Copy every line of the data below that contains the string "query". Case counts, so match only that exact capitalization.

• Information given:
::::

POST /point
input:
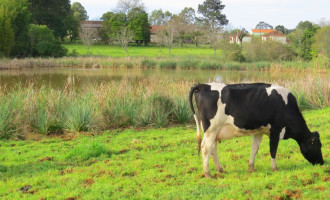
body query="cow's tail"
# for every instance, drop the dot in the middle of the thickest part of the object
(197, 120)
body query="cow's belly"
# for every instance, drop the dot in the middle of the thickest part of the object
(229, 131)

::::

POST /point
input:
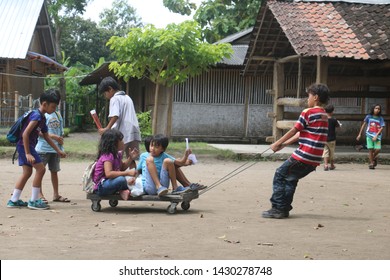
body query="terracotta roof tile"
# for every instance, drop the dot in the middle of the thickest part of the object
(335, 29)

::::

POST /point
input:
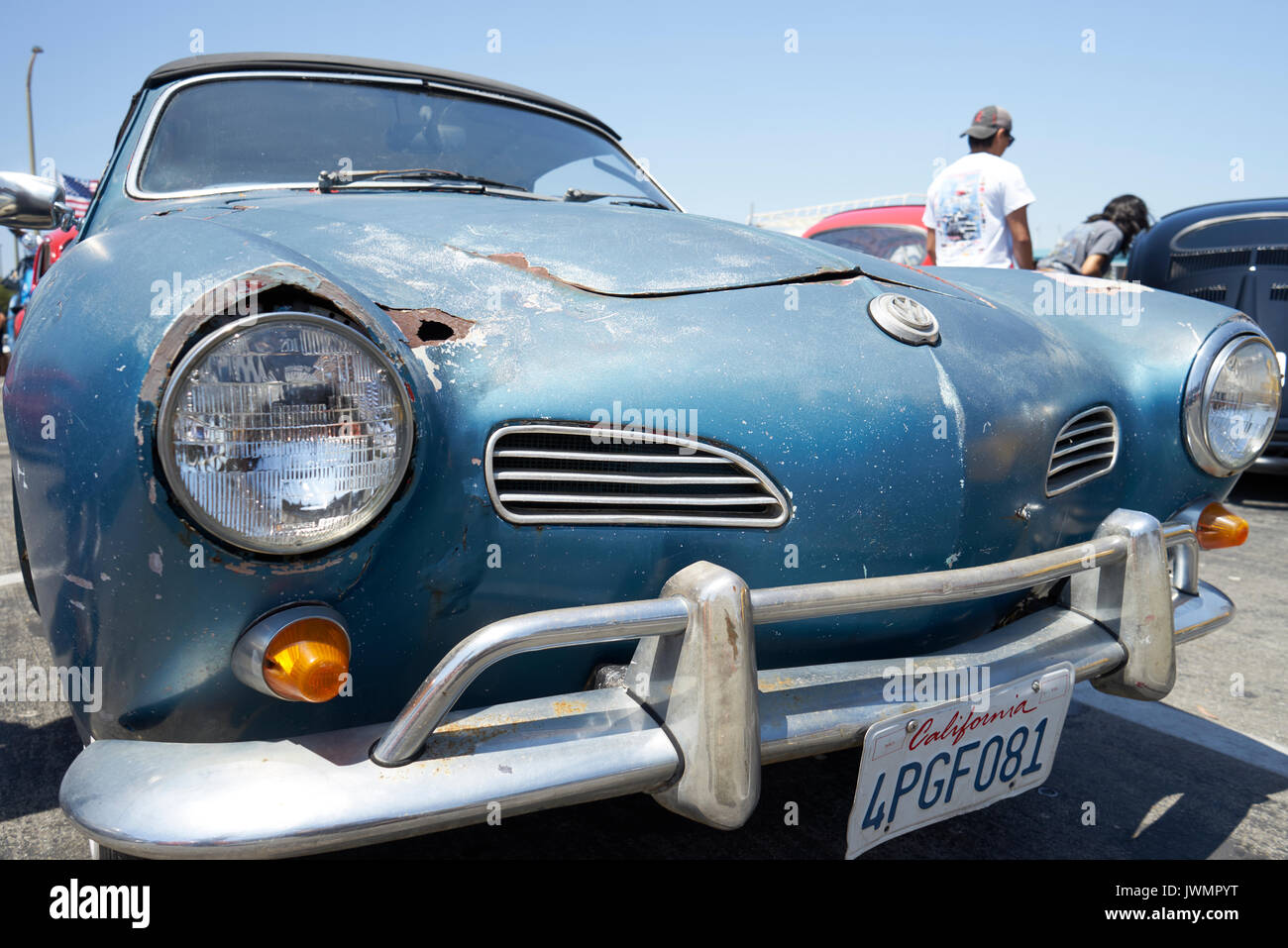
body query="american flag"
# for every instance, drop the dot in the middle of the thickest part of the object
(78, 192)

::::

• Solution for this task:
body query="cow's tail"
body query="cow's belly"
body query="terracotta roof tile"
body query="american flag"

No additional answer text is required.